A journey to the brink of an emotional abyss
Fiction: From a Low and Quiet Sea, Donal Ryan, Doubleday,hardback, 192 pages, €16.00
Donal Ryan's bewitching fourth novel takes the reader from Syria to small-town Ireland as it follows the stories of three very different men who are each stalked by their past.
'He's almost like a Joseph Conrad, all his books are the same level of immaculate conception… The age will partly be remembered for him." This was the view of Sebastian Barry towards Tipperary novelist Donal Ryan, the man who began his publishing life with so many rejection letters that when his debut novel The Spinning Heart won the Bord Gáis Energy Book of the Year in 2012, he couldn't process the announcement.
Civil servant Ryan was, in his own words, "shamed" into writing his first completed novel, The Thing About December, by his wife Anne Marie.
Barry may occasionally be prone to hyperbole but he is right. Although he probably squirms at the thought, the prolific writer is now the eminent literary fiction voice of post-recession Ireland, an age when this island has had much to process about the inversions of morality that have been committed all about us.
It takes a good writer to frame right and wrong within a coherent narrative and make it not feel like a finger-wagging sermon. It takes a great one, however, to make the contents heave and sigh before your eyes. And yet Ryan, with little in terms of a typically writerly background - no English literature degrees, no circling of the literary journal circuit, etc - seemed to arrive fully-formed, even if it took an intern rummaging through the Lilliput Press slush pile to flag this fact to the world.

########################################

Reproduce the stretch of the book review above from "A journey to" through "by their past.", word for word.

▸ **Dataset entries**
########################################

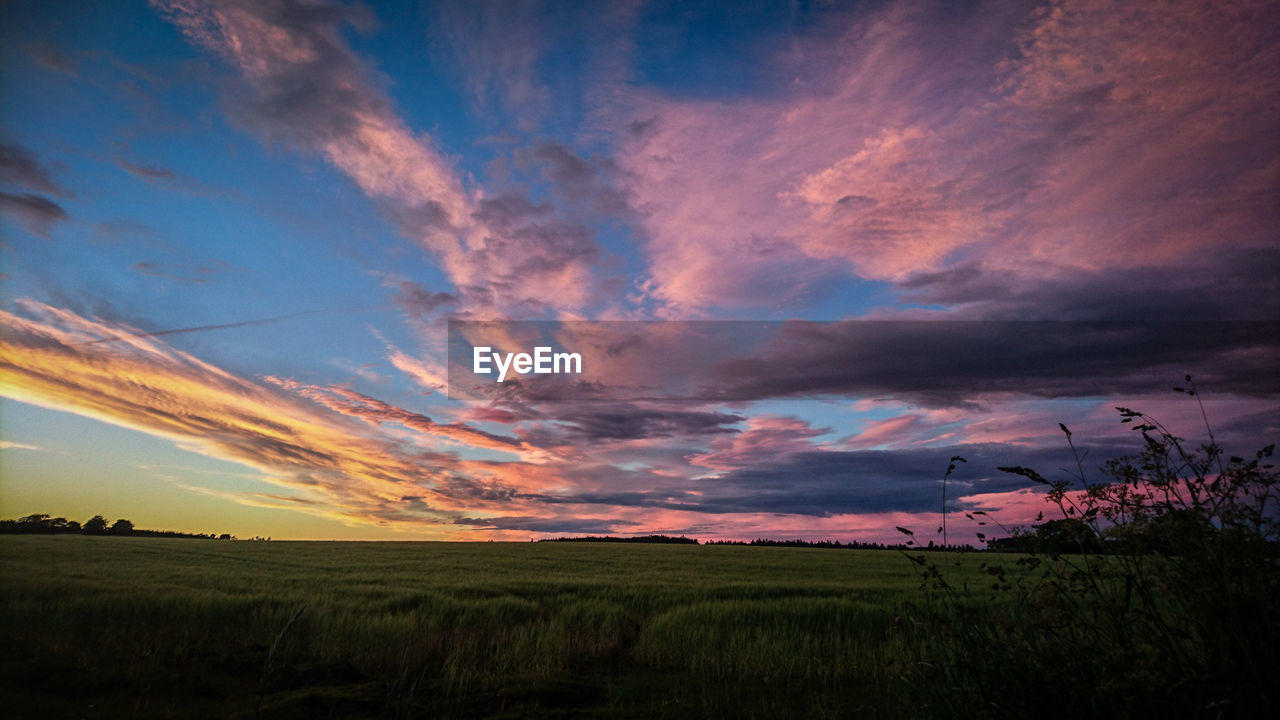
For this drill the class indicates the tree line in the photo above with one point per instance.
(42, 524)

########################################

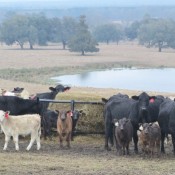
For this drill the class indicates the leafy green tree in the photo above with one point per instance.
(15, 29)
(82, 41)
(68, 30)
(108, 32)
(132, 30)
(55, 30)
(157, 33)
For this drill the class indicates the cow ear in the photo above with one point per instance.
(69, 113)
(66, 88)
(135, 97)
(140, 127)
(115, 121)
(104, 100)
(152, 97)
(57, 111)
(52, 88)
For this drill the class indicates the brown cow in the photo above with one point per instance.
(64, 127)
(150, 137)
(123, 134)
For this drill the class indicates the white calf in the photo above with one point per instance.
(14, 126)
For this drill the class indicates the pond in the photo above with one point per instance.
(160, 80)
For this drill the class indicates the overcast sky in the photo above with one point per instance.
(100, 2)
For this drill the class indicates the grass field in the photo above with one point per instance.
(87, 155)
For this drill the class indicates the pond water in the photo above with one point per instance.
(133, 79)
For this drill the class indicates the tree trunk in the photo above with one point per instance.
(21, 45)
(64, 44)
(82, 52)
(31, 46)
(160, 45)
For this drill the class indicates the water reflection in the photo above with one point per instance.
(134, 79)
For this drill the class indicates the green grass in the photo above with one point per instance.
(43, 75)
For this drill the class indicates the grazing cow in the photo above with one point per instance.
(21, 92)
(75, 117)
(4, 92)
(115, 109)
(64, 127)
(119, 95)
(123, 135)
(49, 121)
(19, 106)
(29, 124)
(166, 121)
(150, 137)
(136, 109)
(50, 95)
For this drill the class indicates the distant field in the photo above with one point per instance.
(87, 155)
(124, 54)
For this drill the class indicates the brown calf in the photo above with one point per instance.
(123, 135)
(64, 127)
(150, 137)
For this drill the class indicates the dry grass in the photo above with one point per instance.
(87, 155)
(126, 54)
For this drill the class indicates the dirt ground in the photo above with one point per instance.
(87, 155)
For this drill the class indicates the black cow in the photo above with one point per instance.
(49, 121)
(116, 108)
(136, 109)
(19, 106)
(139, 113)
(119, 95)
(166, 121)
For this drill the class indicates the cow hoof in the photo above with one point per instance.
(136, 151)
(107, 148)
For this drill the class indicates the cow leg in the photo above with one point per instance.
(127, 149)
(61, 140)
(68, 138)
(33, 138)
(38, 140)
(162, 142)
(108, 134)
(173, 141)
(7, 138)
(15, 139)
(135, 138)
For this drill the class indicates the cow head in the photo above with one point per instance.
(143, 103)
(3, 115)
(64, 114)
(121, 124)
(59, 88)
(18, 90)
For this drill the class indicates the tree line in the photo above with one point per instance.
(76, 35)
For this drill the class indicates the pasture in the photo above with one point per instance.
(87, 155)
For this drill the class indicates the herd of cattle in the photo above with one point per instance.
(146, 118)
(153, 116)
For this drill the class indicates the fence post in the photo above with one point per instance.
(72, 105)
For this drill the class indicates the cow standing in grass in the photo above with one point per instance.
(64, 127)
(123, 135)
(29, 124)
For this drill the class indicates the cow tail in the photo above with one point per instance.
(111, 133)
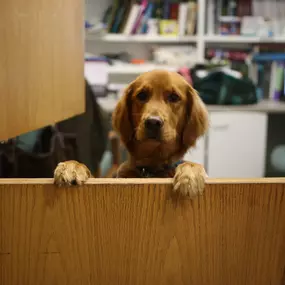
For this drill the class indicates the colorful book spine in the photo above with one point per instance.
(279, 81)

########################################

▸ **Completed task**
A journey to the brink of an emotional abyss
Fiction: From a Low and Quiet Sea, Donal Ryan, Doubleday,hardback, 192 pages, €16.00
Donal Ryan's bewitching fourth novel takes the reader from Syria to small-town Ireland as it follows the stories of three very different men who are each stalked by their past.